** PASSAGE PROVIDED follows **

On the Ground: Front Line Observations

Dr Alicia Kidd

Postdoctoral Researcher

Wilberforce Institute, University of Hull

Andrew Smith

Coordinator

Humber Modern Slavery Partnership and the Wilberforce Institute

Through our associations with modern slavery partnerships and front-line practitioners across the country, we have been able to access some of the direct observations that have been made regarding the impact that Covid-19 has been having on vulnerable populations. It is key to note that many of these experiences will not be caused entirely by Covid-19, but will be a result of an amalgamation of the impacts of the disease, coupled with wider political, economic and societal structures that tend to most significantly impact those in lower socio-economic groups.

Impact on modern slavery support services
The government has announced that anyone in National Referral Mechanism (NRM) safehousing will not be required to leave the safehouse for three months in light of the heightened risk they would face as a result of Covid-19. The modern slavery helpline and Salvation Army referral line remain open and it is still possible to refer people to the NRM in the current climate.

However, Covid-19 has put significant strain on a large proportion of first responder organisations, victim care contract providers and third sector organisations who support victims of modern slavery. This has led to reduced services, furloughed staff and a closure of drop-in centres, making it much more difficult to offer direct support to those who need it. Face-to face visits are now only made on very rare occasions, with support workers remaining at a safe distance from the clients, and most check-ins are conducted over the phone. Many clients rely on gas and electricity cards which have to be topped up at shops. With many of these shops now shut, clients are unable to top up their cards and are faced with limited gas and electricity supplies.

Counselling and support services have decreased, as have the number of staff able to work simultaneously in safehouses, meaning an increase in lone working. This is to the detriment of victims and survivors, as well as to those working to support them.

** End of PASSAGE PROVIDED **

» **PROBLEM SET**
1. Summarize the passage on Covid-19 and modern slavery support in two sentences.
2. Echo the passage on Covid-19 and modern slavery support word for word, from "Through our associations" up to and including "lower socio-economic groups.".
3. Write what follows the last sentence of the passage on Covid-19 and modern slavery support.

** DATASET EXCERPTS follows **

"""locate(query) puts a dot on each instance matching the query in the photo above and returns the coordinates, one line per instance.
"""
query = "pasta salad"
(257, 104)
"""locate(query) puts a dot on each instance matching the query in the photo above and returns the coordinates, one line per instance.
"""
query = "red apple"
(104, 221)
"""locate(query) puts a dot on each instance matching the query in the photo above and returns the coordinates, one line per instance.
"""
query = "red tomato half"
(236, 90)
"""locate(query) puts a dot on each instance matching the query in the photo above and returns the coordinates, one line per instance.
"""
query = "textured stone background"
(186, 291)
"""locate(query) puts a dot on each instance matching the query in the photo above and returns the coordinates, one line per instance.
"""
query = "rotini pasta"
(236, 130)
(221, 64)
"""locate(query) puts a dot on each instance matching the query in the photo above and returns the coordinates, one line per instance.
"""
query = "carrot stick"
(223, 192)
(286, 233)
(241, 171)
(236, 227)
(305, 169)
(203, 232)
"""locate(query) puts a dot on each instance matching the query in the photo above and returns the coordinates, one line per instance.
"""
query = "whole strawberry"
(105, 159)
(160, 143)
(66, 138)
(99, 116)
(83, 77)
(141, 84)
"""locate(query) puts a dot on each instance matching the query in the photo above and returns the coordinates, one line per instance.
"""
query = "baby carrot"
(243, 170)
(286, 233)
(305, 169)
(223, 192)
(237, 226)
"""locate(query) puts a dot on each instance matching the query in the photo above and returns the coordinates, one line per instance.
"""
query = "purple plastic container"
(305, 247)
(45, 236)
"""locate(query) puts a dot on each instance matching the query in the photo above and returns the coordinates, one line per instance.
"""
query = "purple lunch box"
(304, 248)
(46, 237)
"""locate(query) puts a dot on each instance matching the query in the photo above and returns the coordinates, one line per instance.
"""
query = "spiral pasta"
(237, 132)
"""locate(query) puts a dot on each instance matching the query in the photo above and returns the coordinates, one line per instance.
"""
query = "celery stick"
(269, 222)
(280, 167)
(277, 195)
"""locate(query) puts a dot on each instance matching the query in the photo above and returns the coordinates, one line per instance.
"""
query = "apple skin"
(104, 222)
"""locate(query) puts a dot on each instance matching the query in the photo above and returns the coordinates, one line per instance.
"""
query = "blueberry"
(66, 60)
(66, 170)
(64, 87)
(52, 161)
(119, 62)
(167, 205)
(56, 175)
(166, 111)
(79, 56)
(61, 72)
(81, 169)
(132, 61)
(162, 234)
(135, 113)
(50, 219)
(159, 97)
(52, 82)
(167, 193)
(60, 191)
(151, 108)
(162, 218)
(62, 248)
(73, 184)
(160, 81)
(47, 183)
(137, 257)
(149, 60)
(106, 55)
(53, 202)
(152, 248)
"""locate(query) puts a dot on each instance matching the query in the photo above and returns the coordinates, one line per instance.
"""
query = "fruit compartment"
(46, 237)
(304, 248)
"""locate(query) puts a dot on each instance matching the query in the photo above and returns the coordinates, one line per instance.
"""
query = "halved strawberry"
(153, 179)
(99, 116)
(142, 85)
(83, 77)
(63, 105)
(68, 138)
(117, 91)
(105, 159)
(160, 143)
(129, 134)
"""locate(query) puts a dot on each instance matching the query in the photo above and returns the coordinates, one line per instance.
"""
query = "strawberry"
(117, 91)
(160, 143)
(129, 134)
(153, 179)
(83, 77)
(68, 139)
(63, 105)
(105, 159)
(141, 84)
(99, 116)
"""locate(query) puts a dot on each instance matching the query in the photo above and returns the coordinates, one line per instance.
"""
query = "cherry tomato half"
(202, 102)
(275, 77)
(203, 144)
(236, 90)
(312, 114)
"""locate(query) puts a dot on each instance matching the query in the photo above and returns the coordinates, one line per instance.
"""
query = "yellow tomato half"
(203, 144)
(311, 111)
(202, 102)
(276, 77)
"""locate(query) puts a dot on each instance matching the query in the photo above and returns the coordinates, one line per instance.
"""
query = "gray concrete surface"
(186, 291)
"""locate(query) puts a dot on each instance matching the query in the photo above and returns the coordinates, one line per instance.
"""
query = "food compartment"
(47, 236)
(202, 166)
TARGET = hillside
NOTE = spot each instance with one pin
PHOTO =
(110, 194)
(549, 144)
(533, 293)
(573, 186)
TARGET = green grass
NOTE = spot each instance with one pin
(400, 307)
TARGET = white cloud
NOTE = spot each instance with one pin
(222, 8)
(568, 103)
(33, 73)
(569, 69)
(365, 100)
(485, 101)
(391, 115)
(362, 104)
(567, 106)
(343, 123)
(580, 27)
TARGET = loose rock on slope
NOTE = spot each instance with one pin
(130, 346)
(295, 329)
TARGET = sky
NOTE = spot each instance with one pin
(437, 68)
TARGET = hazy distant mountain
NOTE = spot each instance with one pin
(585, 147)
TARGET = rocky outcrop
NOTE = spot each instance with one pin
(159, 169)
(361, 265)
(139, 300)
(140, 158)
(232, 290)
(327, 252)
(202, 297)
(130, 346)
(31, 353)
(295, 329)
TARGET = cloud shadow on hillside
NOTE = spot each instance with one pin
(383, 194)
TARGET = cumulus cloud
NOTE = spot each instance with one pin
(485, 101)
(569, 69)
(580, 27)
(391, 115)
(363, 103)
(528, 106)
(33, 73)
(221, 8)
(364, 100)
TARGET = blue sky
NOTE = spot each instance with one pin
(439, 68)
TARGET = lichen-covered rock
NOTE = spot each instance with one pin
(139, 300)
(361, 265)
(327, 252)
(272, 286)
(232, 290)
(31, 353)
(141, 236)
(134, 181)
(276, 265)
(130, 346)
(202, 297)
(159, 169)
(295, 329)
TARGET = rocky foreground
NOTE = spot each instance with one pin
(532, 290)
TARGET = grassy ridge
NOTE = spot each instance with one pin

** End of DATASET EXCERPTS **

» **LIST OF ANSWERS**
1. Front-line observations suggest that Covid-19, together with wider political, economic and societal structures, is hitting vulnerable people hard. NRM safehousing residents may stay for three months and referrals remain possible, but support services have been strained and cut back, so there is less direct contact, more lone working and clients are struggling to top up gas and electricity cards.

2.
Through our associations with modern slavery partnerships and front-line practitioners across the country, we have been able to access some of the direct observations that have been made regarding the impact that Covid-19 has been having on vulnerable populations. It is key to note that many of these experiences will not be caused entirely by Covid-19, but will be a result of an amalgamation of the impacts of the disease, coupled with wider political, economic and societal structures that tend to most significantly impact those in lower socio-economic groups.

3.
Impact on work
We are identifying that in light of Covid-19, low paid workers are being sacked rather than receiving statutory sick pay. The closure of restaurants, carwashes and nail bars is also resulting in the eviction of workers from their accommodation. These workers are then reporting as homeless, which is pushing them into desperate situations in order to find work to be able to survive, therefore increasing their risk of exploitation. Coupled with this risk is the reduction in labour regulation inspections as a result of social distancing, meaning there are fewer checks to ensure worker welfare. We are also aware that exploitative labour has moved away from those businesses that have shut as a result of Covid-19 and is now moving into agriculture and packing which are getting busier. Soup kitchens have been identified as locations for labour force recruitment and county lines dealing.

Agencies supporting sex workers are reporting that, while the paying for sex has reduced as a result of social distancing, workers are now predominantly moving on to webcam work. Some of the workers have no recourse to public funds, no job security and now no income source.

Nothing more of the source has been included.